◆ **TASK OBJECTIVE**: Please write out the lines below again, substituting "marks a point on" for every "locates a point on" and changing nothing else. Leave the pictures out of your answer.
------------------------------------------------------------------------
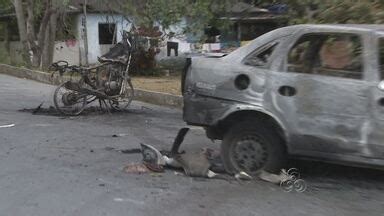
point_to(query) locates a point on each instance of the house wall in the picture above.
(94, 48)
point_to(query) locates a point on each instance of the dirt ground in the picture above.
(169, 84)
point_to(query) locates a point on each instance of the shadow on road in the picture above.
(322, 175)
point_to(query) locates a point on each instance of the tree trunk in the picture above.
(21, 24)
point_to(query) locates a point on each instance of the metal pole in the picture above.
(85, 32)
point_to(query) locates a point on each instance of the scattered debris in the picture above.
(193, 164)
(243, 176)
(136, 168)
(274, 178)
(7, 126)
(131, 151)
(37, 109)
(119, 135)
(152, 158)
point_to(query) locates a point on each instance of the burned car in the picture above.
(311, 91)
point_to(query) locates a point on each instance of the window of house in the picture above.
(261, 57)
(338, 55)
(107, 33)
(381, 58)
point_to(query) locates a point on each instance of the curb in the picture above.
(157, 98)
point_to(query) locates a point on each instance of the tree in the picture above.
(332, 11)
(38, 43)
(166, 13)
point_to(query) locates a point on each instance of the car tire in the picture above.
(252, 147)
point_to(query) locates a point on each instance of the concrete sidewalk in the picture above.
(152, 97)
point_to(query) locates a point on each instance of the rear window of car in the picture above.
(381, 58)
(327, 54)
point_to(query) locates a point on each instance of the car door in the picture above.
(322, 93)
(374, 131)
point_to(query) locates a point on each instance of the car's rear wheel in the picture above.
(251, 147)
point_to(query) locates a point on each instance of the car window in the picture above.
(338, 55)
(381, 58)
(261, 57)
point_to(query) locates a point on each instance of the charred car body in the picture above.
(308, 90)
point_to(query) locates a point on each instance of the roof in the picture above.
(355, 27)
(95, 5)
(247, 12)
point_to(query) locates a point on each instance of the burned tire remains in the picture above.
(252, 147)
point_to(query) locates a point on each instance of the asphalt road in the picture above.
(50, 165)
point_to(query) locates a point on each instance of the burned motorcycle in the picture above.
(108, 82)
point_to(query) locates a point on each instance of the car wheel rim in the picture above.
(249, 154)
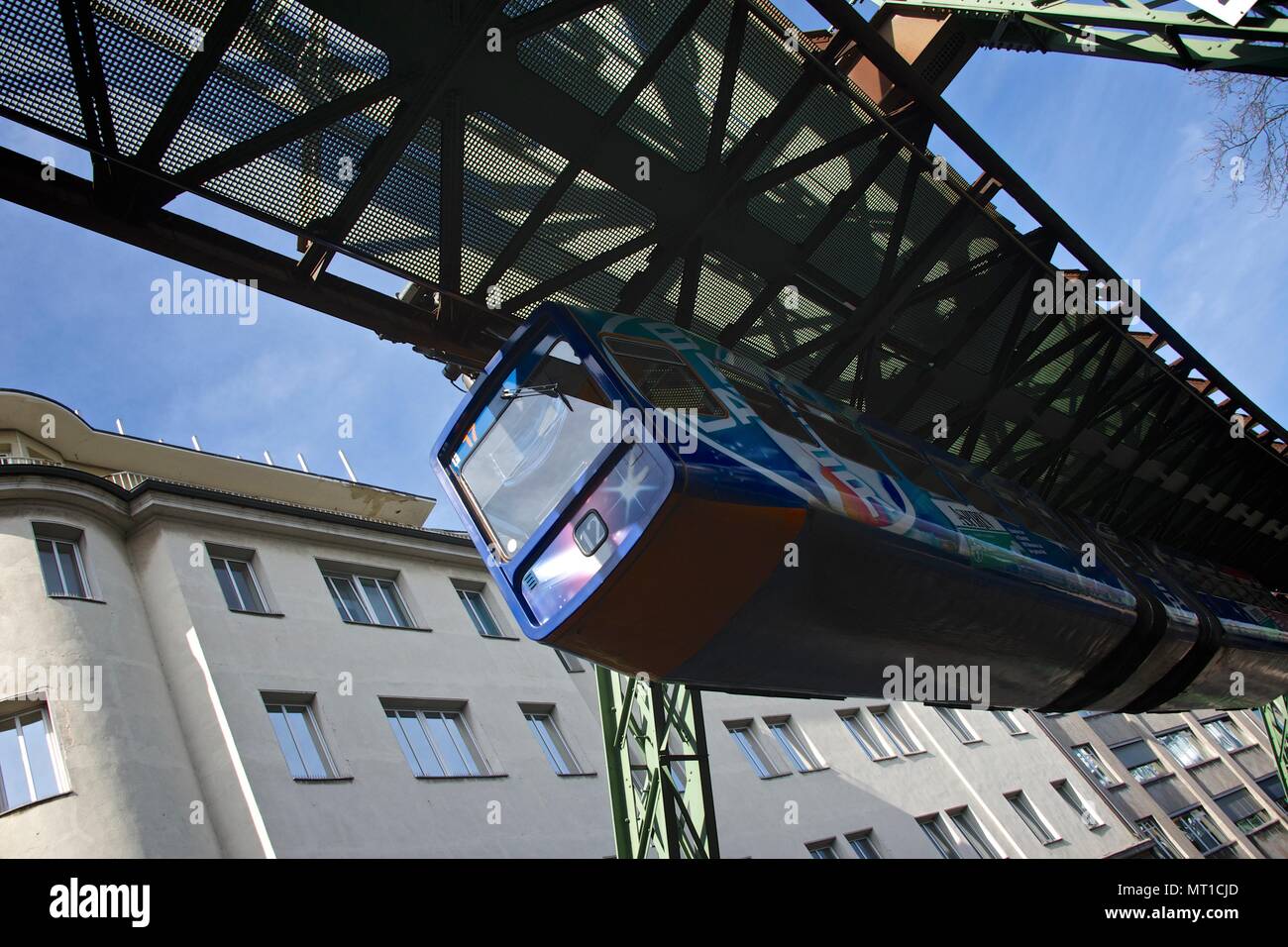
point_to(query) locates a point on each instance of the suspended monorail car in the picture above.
(782, 543)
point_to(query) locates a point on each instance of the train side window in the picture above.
(975, 495)
(841, 438)
(912, 466)
(1031, 518)
(664, 376)
(764, 402)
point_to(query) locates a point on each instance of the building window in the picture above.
(59, 552)
(239, 582)
(572, 664)
(859, 729)
(1227, 732)
(957, 724)
(1091, 763)
(752, 750)
(974, 834)
(1010, 722)
(1078, 804)
(1030, 817)
(368, 599)
(437, 744)
(1198, 827)
(1184, 746)
(1273, 787)
(894, 731)
(553, 745)
(1243, 809)
(300, 738)
(938, 835)
(822, 849)
(480, 613)
(1162, 844)
(30, 766)
(794, 745)
(1140, 761)
(863, 845)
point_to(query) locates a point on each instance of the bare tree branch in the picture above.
(1248, 140)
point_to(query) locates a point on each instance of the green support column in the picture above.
(1171, 33)
(658, 776)
(1275, 716)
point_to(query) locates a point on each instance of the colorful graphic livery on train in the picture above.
(782, 543)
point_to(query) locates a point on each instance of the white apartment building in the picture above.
(202, 656)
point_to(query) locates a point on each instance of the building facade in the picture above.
(209, 657)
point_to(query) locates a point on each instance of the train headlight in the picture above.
(590, 532)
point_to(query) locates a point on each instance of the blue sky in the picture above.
(1111, 146)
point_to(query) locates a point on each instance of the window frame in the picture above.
(743, 733)
(957, 724)
(1004, 715)
(1207, 823)
(473, 755)
(60, 535)
(56, 766)
(1196, 744)
(973, 831)
(249, 562)
(463, 591)
(863, 845)
(1162, 841)
(795, 745)
(1069, 793)
(330, 577)
(1224, 727)
(901, 735)
(864, 736)
(827, 845)
(545, 728)
(281, 703)
(1031, 817)
(1109, 775)
(934, 828)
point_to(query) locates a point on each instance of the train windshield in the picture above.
(536, 449)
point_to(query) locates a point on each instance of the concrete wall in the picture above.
(132, 780)
(183, 719)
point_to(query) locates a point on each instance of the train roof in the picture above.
(698, 161)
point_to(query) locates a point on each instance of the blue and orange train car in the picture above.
(782, 543)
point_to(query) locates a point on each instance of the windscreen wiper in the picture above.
------------------------------------------------------------------------
◆ **SOLUTION**:
point_to(query) marks a point on each instance of the house wall in the picture above.
(94, 48)
point_to(query) marks a point on each instance of the dirt ground in the picture above.
(169, 84)
point_to(query) marks a point on each instance of the shadow on road in the picture above.
(322, 175)
point_to(query) marks a point on each instance of the tree trunk in the picture above.
(21, 24)
point_to(query) marks a point on each instance of the metal pole in the picture above.
(85, 32)
point_to(query) marks a point on each instance of the scattered debris in the picture above.
(193, 164)
(243, 176)
(136, 168)
(274, 178)
(7, 126)
(131, 151)
(37, 109)
(119, 135)
(152, 158)
point_to(query) marks a point on each instance of the burned car in the picture above.
(311, 91)
point_to(query) marks a point on each instance of the window of house in the picture above.
(261, 57)
(338, 55)
(107, 33)
(381, 58)
point_to(query) marks a point on each instance of the curb in the picture above.
(157, 98)
point_to(query) marks a point on each instance of the tree in the picture above.
(332, 11)
(38, 43)
(166, 13)
point_to(query) marks a point on each instance of the car tire in the picture above.
(252, 147)
point_to(query) marks a point on each instance of the concrete sidewalk in the picture above.
(152, 97)
point_to(query) marks a point on each instance of the rear window of car in the picture above.
(381, 58)
(327, 54)
point_to(query) marks a point on each instance of the car door in the picture above.
(322, 93)
(374, 131)
point_to(query) marks a point on each instance of the car's rear wheel in the picture above.
(251, 147)
point_to(query) marks a point on each instance of the car window in the picture above.
(338, 55)
(381, 58)
(261, 57)
point_to(query) marks a point on each instance of the charred car body in the picture above.
(308, 90)
point_to(query) marks a point on each instance of the roof in the picture above.
(355, 27)
(95, 5)
(247, 12)
point_to(query) marks a point on each instance of the burned tire remains in the picture above.
(252, 147)
point_to(query) marks a point on each instance of the asphalt road in the picture above.
(50, 165)
point_to(query) marks a point on each instance of the burned motorcycle in the picture above.
(108, 82)
point_to(query) marks a point on each instance of the car wheel rim in the picture above.
(249, 154)
point_to(query) marks a point on each instance of the suspended monorail car in the picture above.
(782, 543)
point_to(query) marks a point on each instance of the train side window in the picture above.
(975, 495)
(841, 438)
(912, 466)
(1031, 518)
(664, 376)
(764, 402)
point_to(query) marks a point on each instance of the building window in the picture above.
(59, 552)
(239, 582)
(572, 664)
(859, 729)
(1227, 732)
(957, 724)
(1091, 763)
(752, 750)
(974, 834)
(1010, 722)
(1078, 804)
(1030, 817)
(368, 599)
(437, 744)
(1198, 827)
(1184, 746)
(1273, 787)
(894, 731)
(553, 745)
(1243, 809)
(300, 738)
(938, 835)
(822, 849)
(480, 613)
(1162, 844)
(30, 766)
(794, 745)
(1140, 761)
(863, 845)
point_to(query) marks a point on each instance of the bare tree branch in the picture above.
(1248, 140)
point_to(query) marks a point on each instance of the green support column in the picture above.
(1171, 33)
(658, 776)
(1275, 716)
point_to(query) marks a point on each instance of the colorful graphic livery on train in the picture above.
(782, 543)
point_to(query) marks a point on each instance of the white apartment building in the picture above.
(202, 656)
point_to(query) marks a point on each instance of the building facade in the picture above.
(209, 657)
point_to(query) marks a point on each instance of the train headlight in the picture above.
(590, 532)
point_to(query) marks a point on each instance of the blue sky in the picture above.
(1111, 146)
point_to(query) marks a point on each instance of the window frame in the picture above.
(743, 733)
(957, 724)
(1004, 715)
(1207, 823)
(473, 755)
(60, 535)
(56, 766)
(1196, 744)
(973, 831)
(249, 562)
(463, 591)
(863, 845)
(1162, 841)
(795, 745)
(1069, 793)
(330, 577)
(1224, 727)
(901, 735)
(864, 736)
(827, 845)
(545, 728)
(281, 703)
(1031, 817)
(1109, 775)
(934, 828)
point_to(query) marks a point on each instance of the train windshield in the picture above.
(536, 449)
point_to(query) marks a point on each instance of the concrete wall in the picture above.
(132, 780)
(183, 719)
point_to(query) marks a point on each instance of the train roof in the picture above.
(698, 161)
point_to(query) marks a point on each instance of the blue and orange train car in the picture above.
(782, 543)
point_to(query) marks a point on each instance of the windscreen wiper in the picture above.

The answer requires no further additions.